— EXERCISE —
Reproduce, unchanged, the rows below from the line with "Target: snow patch on mountain" through the line with "157), (230, 154)]]", both included, and give only those.

++++++++++++++++++++

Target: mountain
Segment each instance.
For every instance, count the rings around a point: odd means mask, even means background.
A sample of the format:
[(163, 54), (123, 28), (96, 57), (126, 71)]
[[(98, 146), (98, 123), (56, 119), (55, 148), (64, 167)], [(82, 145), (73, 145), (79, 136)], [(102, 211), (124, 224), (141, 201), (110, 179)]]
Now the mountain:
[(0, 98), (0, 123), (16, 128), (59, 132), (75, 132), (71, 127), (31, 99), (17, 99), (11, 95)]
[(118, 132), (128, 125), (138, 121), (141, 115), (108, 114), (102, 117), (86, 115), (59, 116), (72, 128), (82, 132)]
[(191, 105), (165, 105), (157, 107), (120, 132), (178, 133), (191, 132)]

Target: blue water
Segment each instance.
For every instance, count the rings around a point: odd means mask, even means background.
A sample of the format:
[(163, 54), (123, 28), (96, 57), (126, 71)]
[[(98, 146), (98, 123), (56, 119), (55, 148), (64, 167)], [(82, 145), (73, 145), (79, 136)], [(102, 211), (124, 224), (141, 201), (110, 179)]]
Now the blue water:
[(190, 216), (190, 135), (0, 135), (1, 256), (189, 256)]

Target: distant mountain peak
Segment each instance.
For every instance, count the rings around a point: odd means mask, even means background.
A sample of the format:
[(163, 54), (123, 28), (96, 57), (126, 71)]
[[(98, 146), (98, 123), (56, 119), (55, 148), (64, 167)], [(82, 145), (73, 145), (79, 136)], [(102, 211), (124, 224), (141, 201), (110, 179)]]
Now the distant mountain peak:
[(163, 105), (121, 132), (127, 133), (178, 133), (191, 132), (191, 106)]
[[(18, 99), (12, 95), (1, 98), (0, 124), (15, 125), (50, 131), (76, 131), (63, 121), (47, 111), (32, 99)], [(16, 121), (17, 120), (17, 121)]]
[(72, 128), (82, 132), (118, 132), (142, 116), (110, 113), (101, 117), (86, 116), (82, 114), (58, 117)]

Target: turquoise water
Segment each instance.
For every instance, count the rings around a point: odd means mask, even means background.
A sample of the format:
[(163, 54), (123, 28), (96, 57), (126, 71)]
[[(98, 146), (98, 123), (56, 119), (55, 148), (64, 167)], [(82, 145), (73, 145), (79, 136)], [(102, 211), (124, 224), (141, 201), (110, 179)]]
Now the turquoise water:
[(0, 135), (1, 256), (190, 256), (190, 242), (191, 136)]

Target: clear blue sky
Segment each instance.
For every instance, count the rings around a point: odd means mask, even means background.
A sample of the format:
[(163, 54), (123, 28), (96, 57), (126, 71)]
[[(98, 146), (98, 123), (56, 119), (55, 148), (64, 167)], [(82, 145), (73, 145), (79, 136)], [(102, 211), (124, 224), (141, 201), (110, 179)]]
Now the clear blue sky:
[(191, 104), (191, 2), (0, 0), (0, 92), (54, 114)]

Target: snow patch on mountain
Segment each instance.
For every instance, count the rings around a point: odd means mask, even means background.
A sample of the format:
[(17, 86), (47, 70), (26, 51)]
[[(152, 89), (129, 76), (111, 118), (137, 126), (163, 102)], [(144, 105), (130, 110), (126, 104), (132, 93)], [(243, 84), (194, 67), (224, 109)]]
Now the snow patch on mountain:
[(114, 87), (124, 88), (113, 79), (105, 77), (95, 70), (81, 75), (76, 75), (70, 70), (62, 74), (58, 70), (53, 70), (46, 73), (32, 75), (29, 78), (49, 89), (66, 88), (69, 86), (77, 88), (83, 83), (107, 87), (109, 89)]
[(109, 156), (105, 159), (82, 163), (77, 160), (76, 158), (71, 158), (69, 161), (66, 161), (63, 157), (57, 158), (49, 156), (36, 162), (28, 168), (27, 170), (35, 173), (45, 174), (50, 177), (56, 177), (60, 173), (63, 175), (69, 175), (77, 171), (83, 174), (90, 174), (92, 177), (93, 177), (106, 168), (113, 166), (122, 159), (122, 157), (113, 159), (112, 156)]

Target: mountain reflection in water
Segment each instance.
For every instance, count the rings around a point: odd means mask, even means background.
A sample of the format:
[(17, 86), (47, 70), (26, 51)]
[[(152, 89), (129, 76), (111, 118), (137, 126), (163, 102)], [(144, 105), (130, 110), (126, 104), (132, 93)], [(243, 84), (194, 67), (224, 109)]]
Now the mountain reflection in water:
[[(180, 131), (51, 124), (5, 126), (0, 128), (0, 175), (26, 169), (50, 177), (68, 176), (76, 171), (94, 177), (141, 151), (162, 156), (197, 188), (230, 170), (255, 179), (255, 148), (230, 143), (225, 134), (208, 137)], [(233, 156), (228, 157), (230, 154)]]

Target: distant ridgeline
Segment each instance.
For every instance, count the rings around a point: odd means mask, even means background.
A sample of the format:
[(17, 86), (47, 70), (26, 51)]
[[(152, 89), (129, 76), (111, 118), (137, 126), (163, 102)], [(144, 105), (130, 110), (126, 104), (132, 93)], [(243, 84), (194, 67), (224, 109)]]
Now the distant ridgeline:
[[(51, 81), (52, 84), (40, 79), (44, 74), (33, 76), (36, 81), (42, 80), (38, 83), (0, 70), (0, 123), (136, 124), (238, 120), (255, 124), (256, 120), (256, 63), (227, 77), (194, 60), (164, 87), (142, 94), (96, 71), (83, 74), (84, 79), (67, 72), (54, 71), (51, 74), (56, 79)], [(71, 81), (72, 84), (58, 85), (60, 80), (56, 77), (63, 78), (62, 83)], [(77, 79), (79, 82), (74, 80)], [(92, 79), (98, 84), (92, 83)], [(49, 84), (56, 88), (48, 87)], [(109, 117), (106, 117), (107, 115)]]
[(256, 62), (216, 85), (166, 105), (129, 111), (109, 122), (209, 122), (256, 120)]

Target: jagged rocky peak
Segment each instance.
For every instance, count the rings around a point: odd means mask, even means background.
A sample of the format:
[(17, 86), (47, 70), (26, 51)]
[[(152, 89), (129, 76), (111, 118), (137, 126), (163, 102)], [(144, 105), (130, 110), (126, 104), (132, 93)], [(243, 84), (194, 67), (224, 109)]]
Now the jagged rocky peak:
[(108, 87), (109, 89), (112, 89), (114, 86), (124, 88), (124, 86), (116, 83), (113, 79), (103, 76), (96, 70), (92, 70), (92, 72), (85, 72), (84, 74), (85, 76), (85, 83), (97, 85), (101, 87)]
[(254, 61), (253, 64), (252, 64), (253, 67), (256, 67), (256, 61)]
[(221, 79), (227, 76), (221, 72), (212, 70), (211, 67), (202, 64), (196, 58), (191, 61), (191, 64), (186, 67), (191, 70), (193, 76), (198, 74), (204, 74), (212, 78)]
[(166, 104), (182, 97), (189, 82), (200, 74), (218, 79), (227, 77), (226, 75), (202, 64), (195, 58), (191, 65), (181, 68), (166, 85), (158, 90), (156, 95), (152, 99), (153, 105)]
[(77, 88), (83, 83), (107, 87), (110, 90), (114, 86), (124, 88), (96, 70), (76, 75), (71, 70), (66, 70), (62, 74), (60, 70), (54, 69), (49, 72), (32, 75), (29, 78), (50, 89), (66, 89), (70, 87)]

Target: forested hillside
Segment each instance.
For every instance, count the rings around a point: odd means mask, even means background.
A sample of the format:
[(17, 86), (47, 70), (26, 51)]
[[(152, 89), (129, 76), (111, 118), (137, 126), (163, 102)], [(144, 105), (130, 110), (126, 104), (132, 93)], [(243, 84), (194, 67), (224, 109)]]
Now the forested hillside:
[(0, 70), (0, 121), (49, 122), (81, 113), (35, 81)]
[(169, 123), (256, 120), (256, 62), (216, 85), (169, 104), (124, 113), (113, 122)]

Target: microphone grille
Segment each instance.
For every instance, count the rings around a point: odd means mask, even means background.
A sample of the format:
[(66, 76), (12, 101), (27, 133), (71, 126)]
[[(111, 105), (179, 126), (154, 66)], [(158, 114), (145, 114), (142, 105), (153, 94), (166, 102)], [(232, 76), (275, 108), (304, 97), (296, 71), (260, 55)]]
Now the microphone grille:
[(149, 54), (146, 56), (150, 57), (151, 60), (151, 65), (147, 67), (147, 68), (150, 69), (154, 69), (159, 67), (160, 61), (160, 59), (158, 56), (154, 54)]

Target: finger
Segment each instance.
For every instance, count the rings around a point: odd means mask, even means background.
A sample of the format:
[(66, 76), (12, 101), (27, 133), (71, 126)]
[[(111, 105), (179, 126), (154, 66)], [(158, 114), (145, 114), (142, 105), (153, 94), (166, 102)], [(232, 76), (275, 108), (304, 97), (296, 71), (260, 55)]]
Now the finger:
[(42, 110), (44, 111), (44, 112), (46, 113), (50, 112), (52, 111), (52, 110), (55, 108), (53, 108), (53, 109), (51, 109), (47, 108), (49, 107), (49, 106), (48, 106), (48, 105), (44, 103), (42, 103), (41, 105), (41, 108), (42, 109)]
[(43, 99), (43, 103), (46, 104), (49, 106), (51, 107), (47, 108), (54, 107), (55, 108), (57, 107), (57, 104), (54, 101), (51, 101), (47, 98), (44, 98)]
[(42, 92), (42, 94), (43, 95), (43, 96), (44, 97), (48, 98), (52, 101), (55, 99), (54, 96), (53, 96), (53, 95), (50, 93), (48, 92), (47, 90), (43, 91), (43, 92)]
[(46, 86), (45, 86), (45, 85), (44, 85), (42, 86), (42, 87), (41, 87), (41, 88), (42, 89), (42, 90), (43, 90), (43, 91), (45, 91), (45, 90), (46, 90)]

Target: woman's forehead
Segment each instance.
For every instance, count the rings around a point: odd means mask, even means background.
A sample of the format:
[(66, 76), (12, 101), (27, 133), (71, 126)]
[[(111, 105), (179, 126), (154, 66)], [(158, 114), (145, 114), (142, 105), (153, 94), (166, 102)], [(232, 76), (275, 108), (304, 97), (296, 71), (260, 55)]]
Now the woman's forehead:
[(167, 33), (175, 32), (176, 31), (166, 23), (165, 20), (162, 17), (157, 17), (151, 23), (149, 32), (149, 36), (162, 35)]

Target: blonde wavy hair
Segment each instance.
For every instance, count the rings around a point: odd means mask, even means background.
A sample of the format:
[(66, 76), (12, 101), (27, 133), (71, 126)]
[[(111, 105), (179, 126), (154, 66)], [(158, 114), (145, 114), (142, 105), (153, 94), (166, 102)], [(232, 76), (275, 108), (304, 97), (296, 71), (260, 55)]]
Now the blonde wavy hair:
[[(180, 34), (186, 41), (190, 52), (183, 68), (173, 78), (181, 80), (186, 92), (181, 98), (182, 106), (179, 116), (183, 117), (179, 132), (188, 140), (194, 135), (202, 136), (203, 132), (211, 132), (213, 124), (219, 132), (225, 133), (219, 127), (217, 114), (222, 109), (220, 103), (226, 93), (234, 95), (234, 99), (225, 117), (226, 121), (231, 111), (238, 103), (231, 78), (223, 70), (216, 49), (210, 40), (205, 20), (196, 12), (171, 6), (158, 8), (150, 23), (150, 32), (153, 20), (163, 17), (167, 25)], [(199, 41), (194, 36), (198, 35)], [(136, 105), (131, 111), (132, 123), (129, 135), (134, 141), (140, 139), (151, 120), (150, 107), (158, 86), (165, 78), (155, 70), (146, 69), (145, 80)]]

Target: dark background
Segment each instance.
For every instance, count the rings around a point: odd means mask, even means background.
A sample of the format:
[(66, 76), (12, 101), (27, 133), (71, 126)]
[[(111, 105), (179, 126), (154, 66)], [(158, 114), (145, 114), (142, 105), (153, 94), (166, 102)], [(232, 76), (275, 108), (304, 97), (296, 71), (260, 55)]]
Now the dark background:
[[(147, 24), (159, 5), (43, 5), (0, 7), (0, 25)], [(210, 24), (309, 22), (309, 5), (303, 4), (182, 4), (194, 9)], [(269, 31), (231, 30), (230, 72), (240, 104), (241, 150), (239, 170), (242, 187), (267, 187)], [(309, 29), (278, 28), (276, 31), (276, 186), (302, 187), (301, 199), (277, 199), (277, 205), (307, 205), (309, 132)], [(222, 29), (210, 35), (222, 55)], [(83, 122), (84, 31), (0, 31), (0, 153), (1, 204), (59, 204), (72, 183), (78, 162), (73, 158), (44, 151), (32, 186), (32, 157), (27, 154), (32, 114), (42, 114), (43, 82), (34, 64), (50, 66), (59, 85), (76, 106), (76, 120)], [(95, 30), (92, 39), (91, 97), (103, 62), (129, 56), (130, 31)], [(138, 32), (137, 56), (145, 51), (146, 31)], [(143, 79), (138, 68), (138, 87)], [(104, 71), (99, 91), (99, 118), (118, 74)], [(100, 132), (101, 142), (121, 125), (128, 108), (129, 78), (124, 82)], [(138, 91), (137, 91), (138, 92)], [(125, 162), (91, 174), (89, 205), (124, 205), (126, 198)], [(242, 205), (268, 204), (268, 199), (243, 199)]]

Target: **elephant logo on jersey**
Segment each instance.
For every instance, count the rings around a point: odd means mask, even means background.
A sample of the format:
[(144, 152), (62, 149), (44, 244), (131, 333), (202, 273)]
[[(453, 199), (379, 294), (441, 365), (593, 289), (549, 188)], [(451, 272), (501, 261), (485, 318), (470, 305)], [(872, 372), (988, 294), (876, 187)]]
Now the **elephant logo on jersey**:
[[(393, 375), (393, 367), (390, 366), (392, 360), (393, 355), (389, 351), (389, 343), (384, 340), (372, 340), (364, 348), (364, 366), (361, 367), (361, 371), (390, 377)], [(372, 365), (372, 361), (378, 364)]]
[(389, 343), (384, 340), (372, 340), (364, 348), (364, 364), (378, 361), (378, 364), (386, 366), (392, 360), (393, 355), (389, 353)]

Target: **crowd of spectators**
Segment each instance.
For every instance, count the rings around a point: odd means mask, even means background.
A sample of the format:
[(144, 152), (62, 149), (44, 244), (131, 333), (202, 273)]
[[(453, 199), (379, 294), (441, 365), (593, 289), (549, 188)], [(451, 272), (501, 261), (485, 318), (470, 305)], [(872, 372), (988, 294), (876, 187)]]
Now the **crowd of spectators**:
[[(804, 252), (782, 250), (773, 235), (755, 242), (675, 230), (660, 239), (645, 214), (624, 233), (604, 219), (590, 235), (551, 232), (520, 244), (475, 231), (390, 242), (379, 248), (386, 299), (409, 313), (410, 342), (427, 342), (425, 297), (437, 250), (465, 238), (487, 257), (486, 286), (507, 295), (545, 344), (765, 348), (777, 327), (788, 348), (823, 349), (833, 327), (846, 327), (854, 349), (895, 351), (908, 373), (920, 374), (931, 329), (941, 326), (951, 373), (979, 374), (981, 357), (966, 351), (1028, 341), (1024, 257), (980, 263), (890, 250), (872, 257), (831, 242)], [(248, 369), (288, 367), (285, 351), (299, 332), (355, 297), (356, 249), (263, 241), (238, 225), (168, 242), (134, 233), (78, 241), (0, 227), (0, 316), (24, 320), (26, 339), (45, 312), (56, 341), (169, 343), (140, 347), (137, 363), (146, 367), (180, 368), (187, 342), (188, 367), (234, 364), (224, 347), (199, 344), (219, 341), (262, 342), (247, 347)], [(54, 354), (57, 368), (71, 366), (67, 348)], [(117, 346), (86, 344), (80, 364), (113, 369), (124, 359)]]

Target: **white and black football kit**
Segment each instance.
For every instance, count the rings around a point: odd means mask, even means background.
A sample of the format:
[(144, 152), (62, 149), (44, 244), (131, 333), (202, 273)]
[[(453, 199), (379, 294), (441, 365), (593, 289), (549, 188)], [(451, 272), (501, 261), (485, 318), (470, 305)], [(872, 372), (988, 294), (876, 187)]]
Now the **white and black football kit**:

++++++++++++++++++++

— CORRECT RESPONSE —
Target: snow patch on mountain
Segment each instance.
For every instance, count the rings around a point: odd means mask, even means background.
A sample of the format:
[(17, 86), (47, 70), (26, 51)]
[[(152, 89), (129, 76), (111, 118), (137, 126), (163, 102)], [(144, 105), (130, 110), (126, 104), (132, 93)], [(243, 84), (194, 67), (224, 109)]]
Now the snow patch on mountain:
[(114, 87), (124, 88), (113, 79), (105, 77), (95, 70), (81, 75), (76, 75), (70, 70), (62, 74), (58, 70), (53, 70), (46, 73), (32, 75), (29, 78), (49, 89), (66, 88), (69, 86), (77, 88), (83, 83), (107, 87), (109, 89)]
[(109, 156), (105, 159), (82, 163), (77, 160), (76, 158), (71, 158), (69, 161), (66, 161), (63, 157), (57, 158), (49, 156), (36, 162), (28, 168), (27, 170), (35, 173), (45, 174), (50, 177), (56, 177), (60, 173), (63, 175), (69, 175), (77, 171), (83, 174), (90, 174), (92, 177), (93, 177), (106, 168), (113, 166), (122, 159), (122, 157), (113, 159), (112, 156)]

Target: mountain reflection in water
Segment each instance.
For every instance, count the rings around a point: odd means mask, even means background.
A sample of the format:
[(17, 86), (47, 70), (26, 51)]
[[(152, 89), (129, 76), (111, 118), (137, 126), (163, 102)], [(144, 105), (130, 110), (126, 104), (132, 93)], [(243, 84), (194, 67), (224, 109)]]
Now the mountain reflection in water:
[[(180, 131), (51, 124), (5, 126), (0, 128), (0, 175), (26, 169), (50, 177), (68, 176), (76, 171), (94, 177), (141, 151), (162, 156), (197, 188), (230, 170), (255, 179), (255, 148), (230, 143), (225, 134), (208, 137)], [(233, 156), (228, 157), (230, 154)]]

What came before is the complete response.